| GIVEN TASK |
Repeat the following lines exactly and nothing else: the line containing "[pin] ring-shaped pastry" and each line after it through the end of the listing.
--- START ---
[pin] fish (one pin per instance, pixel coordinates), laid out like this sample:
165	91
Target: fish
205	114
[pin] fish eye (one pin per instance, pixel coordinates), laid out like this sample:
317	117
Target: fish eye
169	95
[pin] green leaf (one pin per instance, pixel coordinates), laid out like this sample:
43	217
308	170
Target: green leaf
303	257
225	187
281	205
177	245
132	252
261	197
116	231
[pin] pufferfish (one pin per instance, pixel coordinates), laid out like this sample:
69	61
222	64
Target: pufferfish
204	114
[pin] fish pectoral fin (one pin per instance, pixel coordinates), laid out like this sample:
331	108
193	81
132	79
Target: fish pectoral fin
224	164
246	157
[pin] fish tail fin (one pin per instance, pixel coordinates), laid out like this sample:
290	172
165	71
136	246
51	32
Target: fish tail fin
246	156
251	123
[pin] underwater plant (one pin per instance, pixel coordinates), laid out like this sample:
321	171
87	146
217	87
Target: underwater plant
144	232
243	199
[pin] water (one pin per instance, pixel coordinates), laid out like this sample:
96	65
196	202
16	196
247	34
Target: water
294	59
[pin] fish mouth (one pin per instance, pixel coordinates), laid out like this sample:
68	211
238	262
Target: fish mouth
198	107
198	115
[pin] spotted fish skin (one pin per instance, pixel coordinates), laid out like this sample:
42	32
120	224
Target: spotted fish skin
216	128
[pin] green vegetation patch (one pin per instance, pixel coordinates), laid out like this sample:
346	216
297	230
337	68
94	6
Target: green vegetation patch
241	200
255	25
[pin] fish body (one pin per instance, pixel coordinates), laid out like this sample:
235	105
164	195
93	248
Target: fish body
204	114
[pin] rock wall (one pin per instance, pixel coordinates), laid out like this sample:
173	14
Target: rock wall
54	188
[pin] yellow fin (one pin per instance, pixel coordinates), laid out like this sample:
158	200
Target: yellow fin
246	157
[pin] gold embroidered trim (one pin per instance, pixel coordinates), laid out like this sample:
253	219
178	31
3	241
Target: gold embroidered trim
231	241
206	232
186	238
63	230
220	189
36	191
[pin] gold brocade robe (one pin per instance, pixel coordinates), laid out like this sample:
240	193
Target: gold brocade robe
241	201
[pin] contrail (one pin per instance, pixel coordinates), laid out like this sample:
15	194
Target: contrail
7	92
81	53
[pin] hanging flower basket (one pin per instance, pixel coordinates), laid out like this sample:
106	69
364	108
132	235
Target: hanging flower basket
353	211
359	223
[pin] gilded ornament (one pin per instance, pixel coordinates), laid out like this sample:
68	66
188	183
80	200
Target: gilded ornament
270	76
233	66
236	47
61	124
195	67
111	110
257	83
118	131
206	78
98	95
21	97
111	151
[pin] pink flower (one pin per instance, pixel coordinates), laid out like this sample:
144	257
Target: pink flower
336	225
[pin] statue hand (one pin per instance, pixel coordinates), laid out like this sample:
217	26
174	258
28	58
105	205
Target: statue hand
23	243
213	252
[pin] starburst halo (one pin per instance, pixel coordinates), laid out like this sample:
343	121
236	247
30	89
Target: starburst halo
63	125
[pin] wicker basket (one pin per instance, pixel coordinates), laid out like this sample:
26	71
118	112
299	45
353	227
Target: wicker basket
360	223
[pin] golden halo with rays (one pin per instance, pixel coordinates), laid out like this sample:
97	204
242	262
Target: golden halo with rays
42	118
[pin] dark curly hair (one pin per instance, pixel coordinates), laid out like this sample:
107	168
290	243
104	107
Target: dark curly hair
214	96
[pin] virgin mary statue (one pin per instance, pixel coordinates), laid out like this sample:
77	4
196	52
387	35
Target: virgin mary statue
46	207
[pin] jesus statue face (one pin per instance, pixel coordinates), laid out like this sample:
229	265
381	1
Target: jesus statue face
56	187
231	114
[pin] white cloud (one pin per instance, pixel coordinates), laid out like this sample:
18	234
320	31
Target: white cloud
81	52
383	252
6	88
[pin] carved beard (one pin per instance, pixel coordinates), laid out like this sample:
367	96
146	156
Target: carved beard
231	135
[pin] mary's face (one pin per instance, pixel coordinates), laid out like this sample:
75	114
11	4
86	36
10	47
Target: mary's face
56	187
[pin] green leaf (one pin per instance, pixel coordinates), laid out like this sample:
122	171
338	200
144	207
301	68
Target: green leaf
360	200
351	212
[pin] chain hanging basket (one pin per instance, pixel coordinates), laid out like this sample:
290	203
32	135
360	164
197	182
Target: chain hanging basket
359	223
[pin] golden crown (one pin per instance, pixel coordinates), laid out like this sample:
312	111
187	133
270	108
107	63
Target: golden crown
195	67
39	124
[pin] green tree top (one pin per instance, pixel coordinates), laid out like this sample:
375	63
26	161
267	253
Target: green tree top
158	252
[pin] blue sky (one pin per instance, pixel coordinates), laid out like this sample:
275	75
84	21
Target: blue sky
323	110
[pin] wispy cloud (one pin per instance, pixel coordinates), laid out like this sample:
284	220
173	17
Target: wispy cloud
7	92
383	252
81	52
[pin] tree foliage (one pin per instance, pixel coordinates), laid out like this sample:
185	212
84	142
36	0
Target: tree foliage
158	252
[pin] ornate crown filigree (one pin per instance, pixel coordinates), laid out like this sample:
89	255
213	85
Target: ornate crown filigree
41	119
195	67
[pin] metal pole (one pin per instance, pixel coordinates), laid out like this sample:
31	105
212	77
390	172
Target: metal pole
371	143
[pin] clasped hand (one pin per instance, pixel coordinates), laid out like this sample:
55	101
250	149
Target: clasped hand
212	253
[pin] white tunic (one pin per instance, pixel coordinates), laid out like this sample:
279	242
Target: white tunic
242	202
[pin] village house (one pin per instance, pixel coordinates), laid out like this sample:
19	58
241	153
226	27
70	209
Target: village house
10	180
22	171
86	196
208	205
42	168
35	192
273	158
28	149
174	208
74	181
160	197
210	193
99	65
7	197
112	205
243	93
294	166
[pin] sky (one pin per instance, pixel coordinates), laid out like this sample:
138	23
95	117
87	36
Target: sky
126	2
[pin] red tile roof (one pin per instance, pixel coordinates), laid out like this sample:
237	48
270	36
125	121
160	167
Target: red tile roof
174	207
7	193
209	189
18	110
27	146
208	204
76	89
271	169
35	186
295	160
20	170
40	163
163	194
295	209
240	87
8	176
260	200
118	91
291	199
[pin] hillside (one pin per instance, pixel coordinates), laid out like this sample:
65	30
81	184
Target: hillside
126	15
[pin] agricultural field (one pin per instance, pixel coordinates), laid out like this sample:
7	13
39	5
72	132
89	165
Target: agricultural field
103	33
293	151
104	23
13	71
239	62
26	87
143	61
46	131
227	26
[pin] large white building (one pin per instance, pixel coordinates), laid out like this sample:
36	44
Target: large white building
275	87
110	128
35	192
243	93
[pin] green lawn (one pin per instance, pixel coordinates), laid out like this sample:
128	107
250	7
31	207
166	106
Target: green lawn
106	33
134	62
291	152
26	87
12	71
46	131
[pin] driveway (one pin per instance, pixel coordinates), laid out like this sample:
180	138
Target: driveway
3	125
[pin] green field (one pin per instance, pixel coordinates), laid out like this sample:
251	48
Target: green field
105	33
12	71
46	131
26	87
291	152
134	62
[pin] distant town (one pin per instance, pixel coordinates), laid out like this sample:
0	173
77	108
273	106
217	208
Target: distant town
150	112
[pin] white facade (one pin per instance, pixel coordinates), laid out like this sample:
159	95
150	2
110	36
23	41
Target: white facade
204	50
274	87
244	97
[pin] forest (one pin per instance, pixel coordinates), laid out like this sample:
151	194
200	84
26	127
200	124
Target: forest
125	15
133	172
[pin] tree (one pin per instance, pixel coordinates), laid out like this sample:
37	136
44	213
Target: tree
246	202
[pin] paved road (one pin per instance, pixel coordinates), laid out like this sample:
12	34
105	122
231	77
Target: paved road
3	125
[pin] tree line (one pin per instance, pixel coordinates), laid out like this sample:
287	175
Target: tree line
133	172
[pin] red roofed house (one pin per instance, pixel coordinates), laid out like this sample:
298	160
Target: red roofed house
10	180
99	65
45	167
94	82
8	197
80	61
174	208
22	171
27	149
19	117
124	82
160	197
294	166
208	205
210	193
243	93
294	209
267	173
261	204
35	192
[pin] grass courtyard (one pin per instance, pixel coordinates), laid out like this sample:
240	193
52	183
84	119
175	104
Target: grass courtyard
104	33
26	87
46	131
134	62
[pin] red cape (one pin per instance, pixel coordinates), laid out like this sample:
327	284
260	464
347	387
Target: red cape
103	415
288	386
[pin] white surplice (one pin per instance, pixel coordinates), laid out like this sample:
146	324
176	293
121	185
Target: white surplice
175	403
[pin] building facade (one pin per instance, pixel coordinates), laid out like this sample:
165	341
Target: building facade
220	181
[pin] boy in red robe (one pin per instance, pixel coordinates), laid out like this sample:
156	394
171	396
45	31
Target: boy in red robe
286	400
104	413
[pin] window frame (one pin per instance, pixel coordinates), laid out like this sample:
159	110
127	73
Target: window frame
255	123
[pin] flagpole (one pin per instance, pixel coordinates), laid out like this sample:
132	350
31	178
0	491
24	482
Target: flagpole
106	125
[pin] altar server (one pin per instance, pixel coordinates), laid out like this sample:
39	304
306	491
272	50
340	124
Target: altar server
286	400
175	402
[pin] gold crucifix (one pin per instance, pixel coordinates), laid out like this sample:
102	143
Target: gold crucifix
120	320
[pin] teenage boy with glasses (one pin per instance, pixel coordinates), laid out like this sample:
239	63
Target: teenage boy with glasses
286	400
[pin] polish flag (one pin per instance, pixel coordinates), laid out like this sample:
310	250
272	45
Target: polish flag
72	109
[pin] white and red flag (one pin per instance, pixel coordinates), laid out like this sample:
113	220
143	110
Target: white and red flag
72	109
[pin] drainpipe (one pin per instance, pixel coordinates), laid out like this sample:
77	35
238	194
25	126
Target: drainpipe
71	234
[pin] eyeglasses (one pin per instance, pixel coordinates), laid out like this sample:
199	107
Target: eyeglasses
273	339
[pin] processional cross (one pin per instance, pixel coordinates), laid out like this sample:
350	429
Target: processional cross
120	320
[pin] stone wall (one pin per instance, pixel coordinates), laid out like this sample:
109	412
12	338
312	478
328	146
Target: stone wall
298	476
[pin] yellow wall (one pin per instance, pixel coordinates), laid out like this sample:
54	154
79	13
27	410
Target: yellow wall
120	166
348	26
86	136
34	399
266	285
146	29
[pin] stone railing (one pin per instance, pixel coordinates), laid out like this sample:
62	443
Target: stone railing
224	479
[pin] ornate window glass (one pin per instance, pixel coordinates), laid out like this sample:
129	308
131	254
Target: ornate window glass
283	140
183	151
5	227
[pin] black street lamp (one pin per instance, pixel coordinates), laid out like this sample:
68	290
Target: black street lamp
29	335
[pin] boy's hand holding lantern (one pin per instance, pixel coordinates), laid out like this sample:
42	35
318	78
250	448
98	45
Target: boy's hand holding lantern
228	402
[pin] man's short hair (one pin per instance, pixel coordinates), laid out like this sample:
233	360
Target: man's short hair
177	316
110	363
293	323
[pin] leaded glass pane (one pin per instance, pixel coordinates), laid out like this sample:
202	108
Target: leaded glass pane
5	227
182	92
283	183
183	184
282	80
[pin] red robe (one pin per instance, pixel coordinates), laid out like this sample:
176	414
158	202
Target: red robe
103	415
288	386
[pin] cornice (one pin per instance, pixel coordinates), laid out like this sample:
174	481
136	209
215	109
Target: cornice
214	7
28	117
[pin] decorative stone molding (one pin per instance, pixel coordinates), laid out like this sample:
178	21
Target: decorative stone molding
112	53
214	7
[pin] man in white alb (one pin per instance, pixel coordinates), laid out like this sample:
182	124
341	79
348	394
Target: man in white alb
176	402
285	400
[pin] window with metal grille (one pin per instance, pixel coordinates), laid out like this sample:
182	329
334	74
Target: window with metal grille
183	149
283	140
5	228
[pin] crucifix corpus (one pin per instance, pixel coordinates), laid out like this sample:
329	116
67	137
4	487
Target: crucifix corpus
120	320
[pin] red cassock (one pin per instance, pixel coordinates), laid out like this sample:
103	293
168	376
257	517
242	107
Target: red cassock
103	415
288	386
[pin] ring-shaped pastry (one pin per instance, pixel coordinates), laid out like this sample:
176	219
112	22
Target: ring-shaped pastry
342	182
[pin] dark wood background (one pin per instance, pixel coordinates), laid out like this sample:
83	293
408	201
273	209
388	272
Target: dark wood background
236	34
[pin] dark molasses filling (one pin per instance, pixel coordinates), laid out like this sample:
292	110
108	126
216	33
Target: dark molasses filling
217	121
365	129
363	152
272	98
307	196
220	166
--- END ---
| FULL OUTPUT |
[pin] ring-shaped pastry (one pin per instance, pixel coordinates), laid out like this sample:
176	219
112	22
Target: ring-shaped pastry
342	182
[pin] dark wood background (one pin per instance, pixel coordinates), laid out like this sample:
83	293
408	201
273	209
388	272
Target: dark wood background
236	34
[pin] dark molasses filling (one pin per instance, pixel coordinates), laid out like this sample:
292	110
108	126
216	33
Target: dark molasses filling
217	121
365	129
363	152
272	98
307	196
220	166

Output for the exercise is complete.